INSTRUCTIONS TO FOLLOW → Extract every line of the entries below that contains the string "woman", treating uppercase and lowercase letters as distinct.

WORKING DATA →
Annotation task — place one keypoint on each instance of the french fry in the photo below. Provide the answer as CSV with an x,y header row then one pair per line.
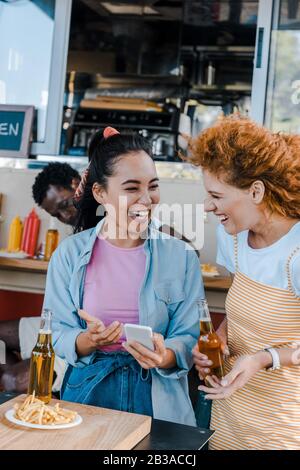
x,y
35,411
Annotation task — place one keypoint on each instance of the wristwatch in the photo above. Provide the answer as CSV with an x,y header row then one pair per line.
x,y
275,357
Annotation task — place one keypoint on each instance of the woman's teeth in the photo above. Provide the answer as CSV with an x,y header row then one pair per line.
x,y
139,214
222,218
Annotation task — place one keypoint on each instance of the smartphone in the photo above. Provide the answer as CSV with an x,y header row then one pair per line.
x,y
141,334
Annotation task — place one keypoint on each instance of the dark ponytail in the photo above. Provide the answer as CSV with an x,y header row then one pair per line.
x,y
103,156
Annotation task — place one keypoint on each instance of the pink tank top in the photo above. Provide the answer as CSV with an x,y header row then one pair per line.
x,y
112,284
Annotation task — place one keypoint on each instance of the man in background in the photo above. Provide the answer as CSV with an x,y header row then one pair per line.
x,y
53,191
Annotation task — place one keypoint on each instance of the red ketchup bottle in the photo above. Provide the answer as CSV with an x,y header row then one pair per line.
x,y
30,233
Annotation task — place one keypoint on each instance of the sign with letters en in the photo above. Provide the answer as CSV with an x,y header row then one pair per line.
x,y
15,130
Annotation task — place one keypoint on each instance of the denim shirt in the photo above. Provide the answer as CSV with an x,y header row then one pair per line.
x,y
167,303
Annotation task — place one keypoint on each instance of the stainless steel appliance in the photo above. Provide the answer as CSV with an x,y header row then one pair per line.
x,y
160,127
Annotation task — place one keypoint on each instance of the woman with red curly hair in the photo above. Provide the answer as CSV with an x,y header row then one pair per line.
x,y
253,182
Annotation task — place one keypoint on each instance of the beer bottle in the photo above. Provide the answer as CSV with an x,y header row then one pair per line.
x,y
42,361
209,343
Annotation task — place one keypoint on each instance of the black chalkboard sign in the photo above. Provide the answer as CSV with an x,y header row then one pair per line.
x,y
15,130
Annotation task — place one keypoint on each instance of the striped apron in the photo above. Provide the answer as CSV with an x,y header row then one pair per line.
x,y
265,414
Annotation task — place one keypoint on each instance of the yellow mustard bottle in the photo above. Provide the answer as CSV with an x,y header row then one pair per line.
x,y
15,235
52,237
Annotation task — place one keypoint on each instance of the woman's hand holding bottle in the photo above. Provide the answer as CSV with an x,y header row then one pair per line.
x,y
97,334
201,361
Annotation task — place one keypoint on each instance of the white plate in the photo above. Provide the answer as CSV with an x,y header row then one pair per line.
x,y
9,415
204,274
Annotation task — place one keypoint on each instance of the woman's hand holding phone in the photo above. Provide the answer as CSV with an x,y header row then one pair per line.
x,y
97,334
150,359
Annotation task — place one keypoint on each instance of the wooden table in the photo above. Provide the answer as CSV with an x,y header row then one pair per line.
x,y
163,435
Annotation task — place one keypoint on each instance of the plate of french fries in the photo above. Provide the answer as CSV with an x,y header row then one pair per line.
x,y
34,413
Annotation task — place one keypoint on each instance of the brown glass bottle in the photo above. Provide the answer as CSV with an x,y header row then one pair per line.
x,y
209,343
42,361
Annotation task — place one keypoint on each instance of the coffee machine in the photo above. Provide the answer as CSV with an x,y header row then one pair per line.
x,y
159,127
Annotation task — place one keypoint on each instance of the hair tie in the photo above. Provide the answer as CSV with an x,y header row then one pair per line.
x,y
109,132
80,189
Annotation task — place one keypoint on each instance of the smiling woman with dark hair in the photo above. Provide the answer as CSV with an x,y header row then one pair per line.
x,y
119,270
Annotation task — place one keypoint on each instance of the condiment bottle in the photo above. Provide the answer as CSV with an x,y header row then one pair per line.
x,y
42,361
30,233
15,235
209,342
51,239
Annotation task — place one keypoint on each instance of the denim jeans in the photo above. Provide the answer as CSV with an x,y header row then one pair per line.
x,y
114,380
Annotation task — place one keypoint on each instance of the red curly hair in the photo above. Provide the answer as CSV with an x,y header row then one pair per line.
x,y
241,152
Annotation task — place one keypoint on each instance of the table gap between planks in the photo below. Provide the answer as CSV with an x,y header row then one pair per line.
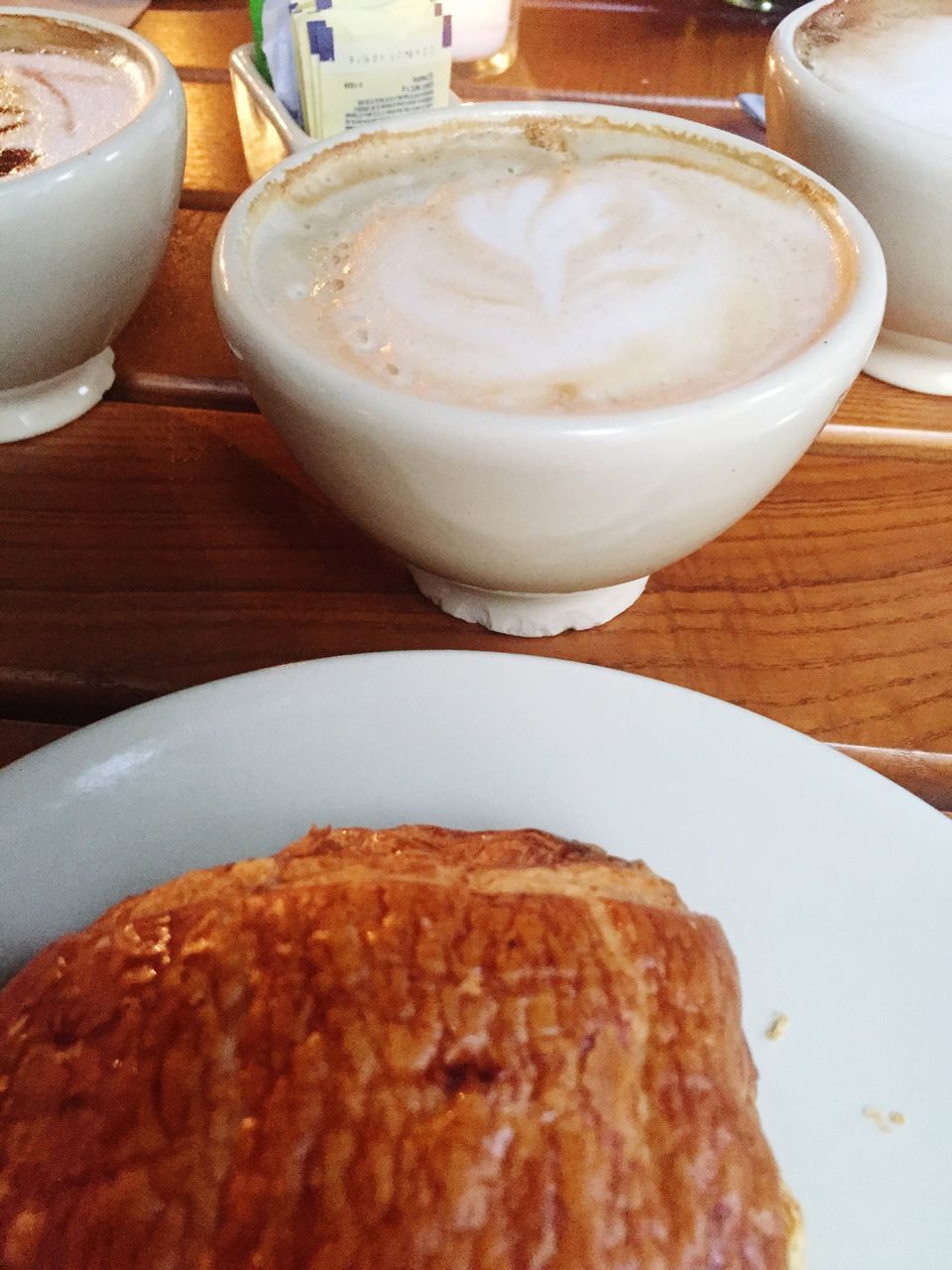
x,y
168,538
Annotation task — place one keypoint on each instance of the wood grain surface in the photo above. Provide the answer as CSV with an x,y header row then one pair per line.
x,y
206,553
168,539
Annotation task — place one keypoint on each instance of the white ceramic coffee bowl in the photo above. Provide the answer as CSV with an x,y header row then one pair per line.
x,y
900,177
80,243
537,524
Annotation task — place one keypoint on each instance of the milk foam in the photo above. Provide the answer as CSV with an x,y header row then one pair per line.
x,y
892,55
55,105
495,273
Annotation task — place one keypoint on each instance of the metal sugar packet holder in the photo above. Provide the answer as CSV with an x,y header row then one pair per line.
x,y
349,66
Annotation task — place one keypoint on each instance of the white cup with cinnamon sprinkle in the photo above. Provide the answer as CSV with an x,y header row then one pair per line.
x,y
91,158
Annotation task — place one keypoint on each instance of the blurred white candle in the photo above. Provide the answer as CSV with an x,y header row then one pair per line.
x,y
480,27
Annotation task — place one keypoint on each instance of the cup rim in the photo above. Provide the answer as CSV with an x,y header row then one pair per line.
x,y
783,46
35,183
234,291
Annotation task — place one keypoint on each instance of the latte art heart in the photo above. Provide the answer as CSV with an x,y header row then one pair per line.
x,y
543,282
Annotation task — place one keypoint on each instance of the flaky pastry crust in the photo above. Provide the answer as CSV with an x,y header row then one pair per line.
x,y
413,1049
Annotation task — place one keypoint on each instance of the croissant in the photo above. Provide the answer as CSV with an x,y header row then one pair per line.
x,y
412,1049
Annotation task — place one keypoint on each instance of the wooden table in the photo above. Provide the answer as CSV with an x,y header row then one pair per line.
x,y
168,539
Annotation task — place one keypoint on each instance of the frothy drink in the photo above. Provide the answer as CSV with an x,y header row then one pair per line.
x,y
62,89
544,264
892,55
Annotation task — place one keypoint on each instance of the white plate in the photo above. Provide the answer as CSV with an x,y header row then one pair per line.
x,y
834,885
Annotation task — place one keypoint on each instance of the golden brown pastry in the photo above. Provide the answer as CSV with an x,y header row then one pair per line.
x,y
413,1049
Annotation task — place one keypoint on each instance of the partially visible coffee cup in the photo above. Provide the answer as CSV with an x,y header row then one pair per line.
x,y
91,157
858,90
542,350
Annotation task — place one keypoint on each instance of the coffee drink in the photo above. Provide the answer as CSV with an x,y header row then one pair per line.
x,y
62,90
548,264
895,56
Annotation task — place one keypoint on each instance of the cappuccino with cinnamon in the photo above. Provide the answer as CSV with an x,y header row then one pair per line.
x,y
62,90
548,264
893,56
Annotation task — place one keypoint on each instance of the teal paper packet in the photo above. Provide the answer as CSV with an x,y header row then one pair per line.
x,y
366,60
261,60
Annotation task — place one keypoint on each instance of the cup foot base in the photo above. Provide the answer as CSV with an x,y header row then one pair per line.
x,y
911,362
529,613
37,408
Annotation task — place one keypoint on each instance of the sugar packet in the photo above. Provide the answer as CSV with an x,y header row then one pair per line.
x,y
340,64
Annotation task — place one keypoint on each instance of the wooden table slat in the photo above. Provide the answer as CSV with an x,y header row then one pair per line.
x,y
168,538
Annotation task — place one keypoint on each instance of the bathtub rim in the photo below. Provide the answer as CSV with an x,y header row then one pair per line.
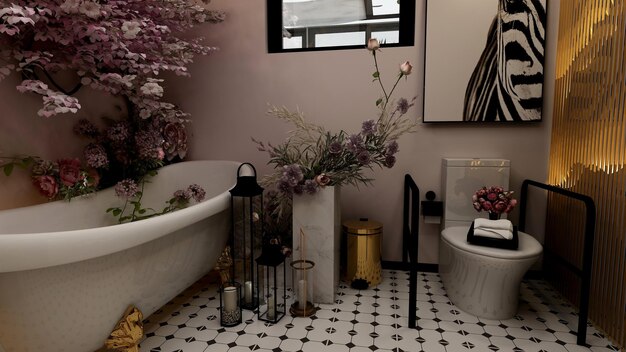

RESPONSE TO THE EXERCISE →
Annotation task — place one keypoint on each instance of the woman's teeth in the photo above. Provide the answer as CSV with an x,y header row then one pair per line.
Annotation task — place one keypoint on each instance of the woman with red curly hair in the photo above. Provide the answer as CSV with an x,y header row then one pair per line.
Annotation task — place one keypoint on each instance of the woman's hand holding bottle in the photo above. Provide the answer as CSV with an x,y header row then one pair per line.
Annotation task — place one keypoint on each instance of the woman's hand holding phone in the photo above. Provide the answer as CSV with an x,y header row then one pair per line.
Annotation task — place one keypoint on each instance of the smiling woman with dark hair in the photo above. Provide the answer as CSV with an x,y header row then one pair per line.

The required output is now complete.